Obligation de gagner le combat
Le jeudi 28 mars 2024, le responsable de la Direction générale de la santé des végétaux au Ministère de l'agriculture, avait déclaré à la presse que les principales zones de production (Kasserine et le Cap Bon) sont actuellement sous contrôle.
Le cactus emploie de nombreuses personnes directement ou indirectement et a une importance socio-économique certaine surtout qu'il est cultivé sur des terres marginales par une population pauvre et fragile. Il représente un moyen de subsistance principal de nombreuses familles démunies. C'est également un fruit populaire, bon marché, accessible aux couches sociales sensibles et fragiles. Il constitue également une importante source de devises suite à l'exportation de l'huile des graines et du fruit entier.

────────

● **Consigne**: Recopiez le passage du texte sur la culture du cactus en commençant par "Le cactus emploie" et en terminant par "du fruit entier.", et remplacez "cactus" par "figuier de Barbarie". La liste n'est pas utile pour cet exercice.

Entrées du jeu de données:

────────

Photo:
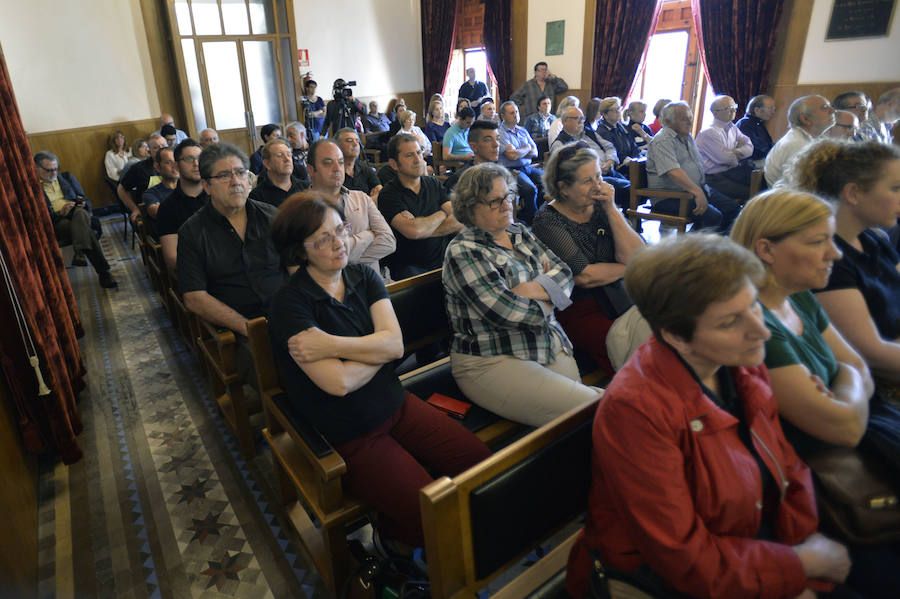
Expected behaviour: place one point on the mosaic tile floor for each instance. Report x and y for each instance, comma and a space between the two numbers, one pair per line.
163, 505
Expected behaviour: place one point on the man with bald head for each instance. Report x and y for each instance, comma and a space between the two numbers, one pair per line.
809, 117
725, 151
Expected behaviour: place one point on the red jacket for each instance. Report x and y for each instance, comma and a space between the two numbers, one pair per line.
674, 487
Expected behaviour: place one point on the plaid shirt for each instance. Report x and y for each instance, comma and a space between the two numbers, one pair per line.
488, 319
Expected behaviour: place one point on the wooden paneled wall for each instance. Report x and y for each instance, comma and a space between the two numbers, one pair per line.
18, 504
81, 152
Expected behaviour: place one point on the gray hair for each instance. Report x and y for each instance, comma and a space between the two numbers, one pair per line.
667, 114
473, 187
562, 164
217, 151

────────

● **Corrigé**:
Le figuier de Barbarie emploie de nombreuses personnes directement ou indirectement et a une importance socio-économique certaine surtout qu'il est cultivé sur des terres marginales par une population pauvre et fragile. Il représente un moyen de subsistance principal de nombreuses familles démunies. C'est également un fruit populaire, bon marché, accessible aux couches sociales sensibles et fragiles. Il constitue également une importante source de devises suite à l'exportation de l'huile des graines et du fruit entier.